-- Input data follows --

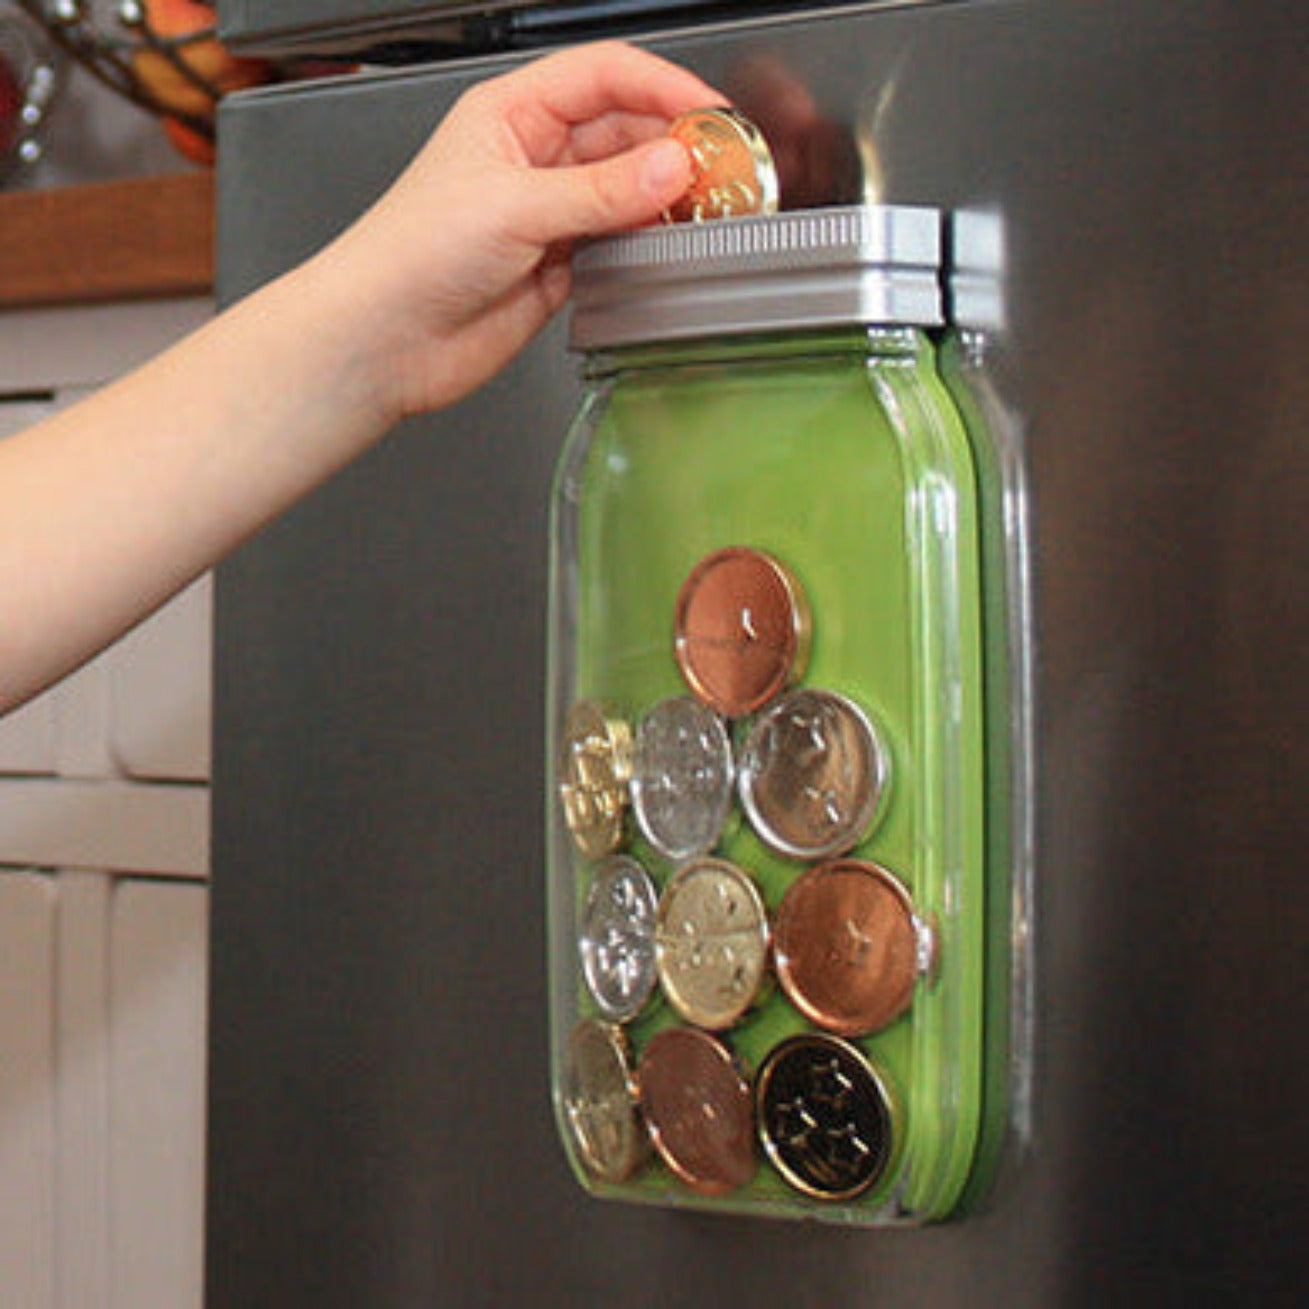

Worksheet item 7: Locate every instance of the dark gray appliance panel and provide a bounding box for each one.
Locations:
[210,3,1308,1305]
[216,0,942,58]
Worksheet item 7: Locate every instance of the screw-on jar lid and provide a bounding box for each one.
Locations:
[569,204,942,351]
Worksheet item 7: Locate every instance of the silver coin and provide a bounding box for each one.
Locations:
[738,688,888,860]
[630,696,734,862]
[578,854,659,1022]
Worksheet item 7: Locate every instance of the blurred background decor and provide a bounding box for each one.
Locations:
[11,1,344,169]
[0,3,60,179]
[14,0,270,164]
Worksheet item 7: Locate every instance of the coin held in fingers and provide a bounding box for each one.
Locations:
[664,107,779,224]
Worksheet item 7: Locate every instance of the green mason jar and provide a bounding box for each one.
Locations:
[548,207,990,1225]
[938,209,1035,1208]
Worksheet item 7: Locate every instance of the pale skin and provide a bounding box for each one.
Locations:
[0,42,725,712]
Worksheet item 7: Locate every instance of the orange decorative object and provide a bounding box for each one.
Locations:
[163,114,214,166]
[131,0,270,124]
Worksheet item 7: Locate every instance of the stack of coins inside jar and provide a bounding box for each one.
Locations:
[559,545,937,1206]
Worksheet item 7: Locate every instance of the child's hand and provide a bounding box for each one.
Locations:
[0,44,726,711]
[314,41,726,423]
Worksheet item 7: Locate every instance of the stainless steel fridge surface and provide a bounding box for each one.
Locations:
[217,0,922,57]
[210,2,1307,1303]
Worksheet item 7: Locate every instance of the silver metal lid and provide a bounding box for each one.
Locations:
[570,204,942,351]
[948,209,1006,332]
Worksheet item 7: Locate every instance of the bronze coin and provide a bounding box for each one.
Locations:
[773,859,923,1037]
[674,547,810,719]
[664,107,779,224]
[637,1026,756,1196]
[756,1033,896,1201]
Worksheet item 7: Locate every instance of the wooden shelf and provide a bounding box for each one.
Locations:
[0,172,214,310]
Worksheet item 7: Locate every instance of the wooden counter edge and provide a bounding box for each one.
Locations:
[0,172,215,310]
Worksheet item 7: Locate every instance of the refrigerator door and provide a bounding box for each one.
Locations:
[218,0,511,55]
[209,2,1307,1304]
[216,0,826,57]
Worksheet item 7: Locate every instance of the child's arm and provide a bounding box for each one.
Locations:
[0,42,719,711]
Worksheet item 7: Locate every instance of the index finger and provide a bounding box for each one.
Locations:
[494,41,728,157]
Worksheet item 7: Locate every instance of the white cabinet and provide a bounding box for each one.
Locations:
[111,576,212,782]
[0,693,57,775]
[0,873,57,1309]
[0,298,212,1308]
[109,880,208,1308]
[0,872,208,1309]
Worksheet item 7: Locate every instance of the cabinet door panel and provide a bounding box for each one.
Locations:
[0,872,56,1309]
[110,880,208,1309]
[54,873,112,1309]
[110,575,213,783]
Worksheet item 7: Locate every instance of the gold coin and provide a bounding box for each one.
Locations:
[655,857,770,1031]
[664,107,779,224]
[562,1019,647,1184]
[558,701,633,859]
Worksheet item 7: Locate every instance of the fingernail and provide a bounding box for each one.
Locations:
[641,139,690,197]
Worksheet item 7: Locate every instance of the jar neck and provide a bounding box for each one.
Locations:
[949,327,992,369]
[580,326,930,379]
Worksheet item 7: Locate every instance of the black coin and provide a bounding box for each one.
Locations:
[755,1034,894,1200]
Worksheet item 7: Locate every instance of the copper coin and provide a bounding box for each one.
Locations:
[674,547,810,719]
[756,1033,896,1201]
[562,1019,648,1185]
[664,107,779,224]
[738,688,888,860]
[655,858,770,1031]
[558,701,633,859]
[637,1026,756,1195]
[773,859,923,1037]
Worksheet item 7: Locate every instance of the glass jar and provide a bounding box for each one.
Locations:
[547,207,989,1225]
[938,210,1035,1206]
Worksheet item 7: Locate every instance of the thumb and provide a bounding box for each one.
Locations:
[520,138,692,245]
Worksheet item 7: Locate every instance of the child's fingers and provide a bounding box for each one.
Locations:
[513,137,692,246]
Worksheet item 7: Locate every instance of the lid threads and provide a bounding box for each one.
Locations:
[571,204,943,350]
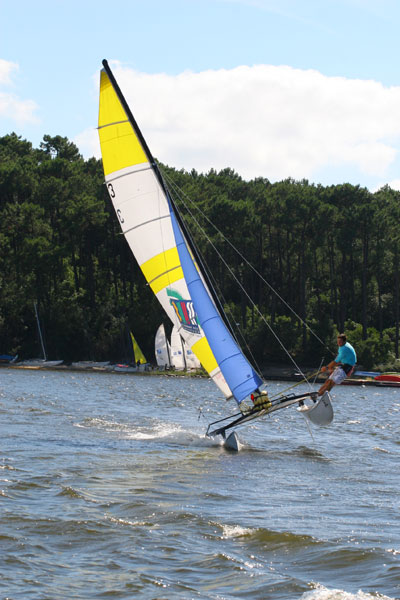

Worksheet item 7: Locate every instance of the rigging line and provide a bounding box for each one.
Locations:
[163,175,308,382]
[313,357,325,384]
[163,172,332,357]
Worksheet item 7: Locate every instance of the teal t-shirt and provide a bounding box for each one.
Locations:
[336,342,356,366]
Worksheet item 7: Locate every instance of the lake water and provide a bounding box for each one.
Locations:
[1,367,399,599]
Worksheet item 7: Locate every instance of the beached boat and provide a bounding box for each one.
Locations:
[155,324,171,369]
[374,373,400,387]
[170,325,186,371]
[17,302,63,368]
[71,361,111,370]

-- Input data concluded --

• Exercise aim: Exactly repeat the data above; the pictures do not belong in your copy.

• Solution below:
Worksheet item 7: Locate every instance of the dark gray appliance panel and provide a bounding box for each one.
Locations:
[210,3,1308,1305]
[216,0,942,58]
Worksheet item 7: Locate every instance of the screw-on jar lid and provide a bounding box for each one.
Locations:
[569,204,942,351]
Worksheet item 7: Locate every instance of the silver coin and provide a bounding box for each one.
Locations:
[738,688,888,860]
[630,696,734,862]
[578,854,659,1022]
Worksheet item 7: Locate every instance of the blurred background decor and provide a bounding box for each one.
Locations:
[11,1,344,169]
[0,3,60,179]
[14,0,270,164]
Worksheet item 7: Locate every instance of the coin held in fingers and provide a bounding box for each one.
Locations:
[664,107,779,224]
Worksheet item 7: Locate every instance of the green mason jar and provide a bounding box for each one.
Locations:
[548,207,990,1225]
[938,209,1035,1208]
Worksheet item 7: Locate every instance of the pale skin and provide a bounding box for each one.
Locations:
[0,42,725,712]
Worksheet item 7: Locate every instance of the orange decorative object and provide a bounding box for each one.
Locations:
[163,114,214,166]
[131,0,270,124]
Worksheet item 7: Locate every instance of the stack of coins inside jar and provide a bounding box for each one.
Locations:
[559,545,937,1206]
Worksheet item 7: Locate every instance of the child's hand and provide a bounding box for each one.
Locations:
[0,44,726,711]
[314,41,726,423]
Worksheet item 7: Locate every instance of the stainless steel fridge surface and provide a bounding box for each one.
Locations:
[217,0,922,57]
[210,2,1307,1303]
Worksheet item 7: Locate every instance of the silver metal lid and provide a bounding box for each one.
Locations:
[570,204,942,351]
[948,209,1006,332]
Worksheet item 7: Locate every instance of the bronze coin and provide a bounding box for each one.
Locations:
[773,859,923,1037]
[674,547,810,719]
[664,107,779,224]
[637,1026,756,1196]
[756,1033,896,1201]
Worksheet item 7: Locate every instance of the wooden shelf and provide a bounding box for each one.
Locations:
[0,172,214,310]
Worksheet item 7: Locate every instance of the wooden counter edge and provide a bounding box for each one.
Locations:
[0,172,215,310]
Worksheet item 7: Locate every instance of the refrigerator door and provide a bounding box for each one.
Locations:
[218,0,511,55]
[209,2,1307,1304]
[216,0,826,57]
Worksheet item 7: Locate every instance of the child's arm and provide a bounding box for each one.
Locations:
[0,42,719,711]
Worksheet item 7: Locate every instance of the index finger and provide a bounding box for each one.
Locations:
[494,41,728,157]
Worksheet item 7: Locate every instance of the white cabinet and provide a bounding box for each one.
Locations:
[111,576,212,782]
[0,693,57,775]
[0,873,57,1309]
[0,298,212,1308]
[109,880,208,1308]
[0,872,208,1309]
Worksheet item 7: Locate every instance of the cabinet door panel and provide a bounding box for each one.
Locations:
[0,872,56,1309]
[110,880,208,1309]
[54,873,112,1309]
[110,575,213,783]
Worksheet item 7: Locate every instance of the gold coin and provide a bounding box for each one.
Locations:
[655,857,770,1031]
[664,107,779,224]
[562,1019,647,1184]
[558,701,633,859]
Worksheet item 7: Locate every instance of the fingernail and provide a bounding box for each one.
Locations:
[641,139,690,197]
Worksheet item 7: Locate every instance of the jar neck and provide a bounding box for each one.
Locations:
[949,327,992,369]
[580,326,930,379]
Worksheet item 7: Locate every instance of the black coin and provide a bounding box for each one.
Locations:
[755,1034,894,1200]
Worksheet item 7: Locate every instance of the copper coin and provide a bounding box for each one.
Locations:
[674,547,810,719]
[756,1033,896,1201]
[562,1019,648,1185]
[664,107,779,224]
[738,688,888,860]
[655,858,770,1031]
[558,701,633,859]
[637,1026,756,1195]
[773,859,923,1037]
Worksheet item 7: Locate every instance of the glass jar and provide a bounding box for each one.
Locations:
[547,207,989,1225]
[938,210,1035,1206]
Worksheet item 7: Locate every instance of the thumb and provide a bounding box for each one.
Locations:
[520,138,692,245]
Worksheet item 7: Locate every instance of the child's fingers and provide a bounding box for each one.
Locations:
[513,137,692,246]
Worksheet item 7: Locate every instance of the lid threads and provide a bounding box for each one.
Locations:
[571,204,943,350]

Worksheet item 7: Locate every instance of the rigging line and provide a bounding box for each one.
Locations:
[163,175,308,382]
[313,357,325,384]
[163,172,332,357]
Worksheet item 7: Locate every instance of the teal t-shirt and provide a bounding box for each one.
Locations:
[336,342,356,366]
Worksheet item 7: Locate every instance of the lake water and provide a bounding box for each one.
Locations:
[1,367,399,599]
Worksheet item 7: Locate every instance of the beached boat and provide a bounding box for each one.
Locations:
[155,324,171,369]
[374,373,400,387]
[170,325,186,371]
[17,302,63,368]
[71,361,111,370]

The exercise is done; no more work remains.